Provided data
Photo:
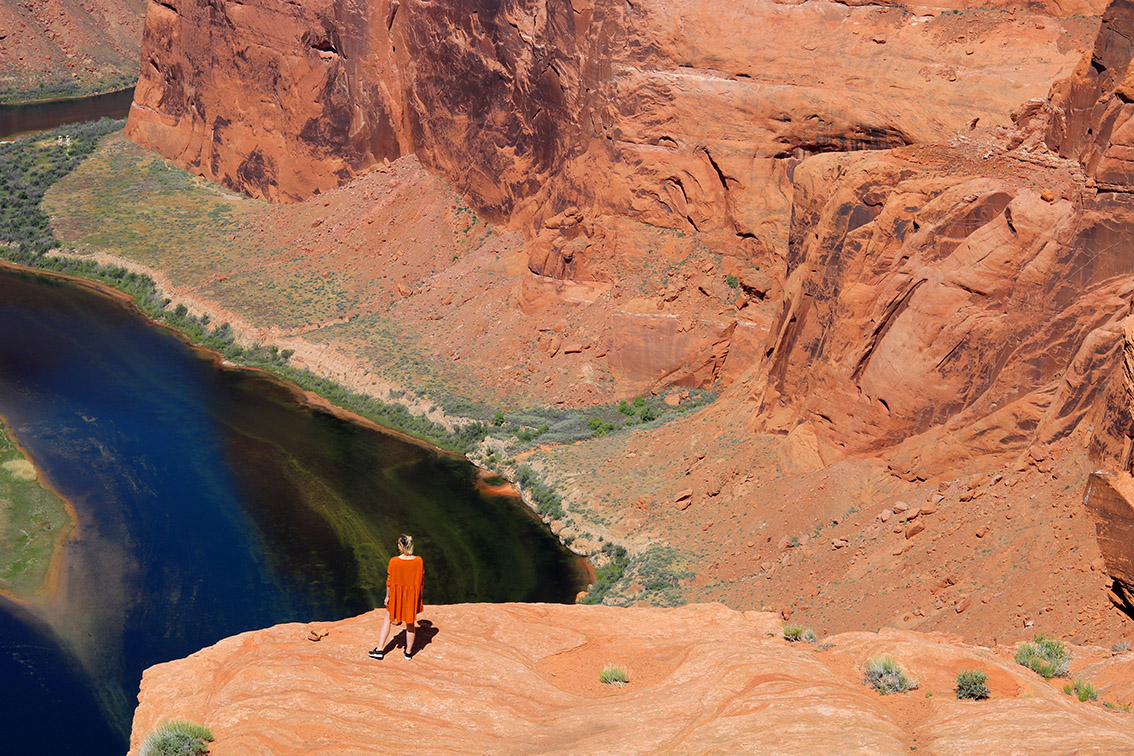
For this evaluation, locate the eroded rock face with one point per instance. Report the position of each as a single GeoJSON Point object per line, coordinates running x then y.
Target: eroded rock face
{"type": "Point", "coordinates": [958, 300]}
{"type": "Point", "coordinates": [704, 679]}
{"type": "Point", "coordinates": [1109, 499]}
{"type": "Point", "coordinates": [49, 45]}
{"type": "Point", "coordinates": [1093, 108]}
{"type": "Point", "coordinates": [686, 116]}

Exercise instructions
Repeat the lines of every item above word for word, leaving out the pictures.

Answer for the task
Photo:
For this evaluation, locate the eroded rock face with one point per instance. Report the position of each as a single GeoJSON Point object per line, coordinates running x then y.
Target: eroded rock face
{"type": "Point", "coordinates": [958, 300]}
{"type": "Point", "coordinates": [704, 679]}
{"type": "Point", "coordinates": [1109, 499]}
{"type": "Point", "coordinates": [49, 45]}
{"type": "Point", "coordinates": [1093, 108]}
{"type": "Point", "coordinates": [686, 116]}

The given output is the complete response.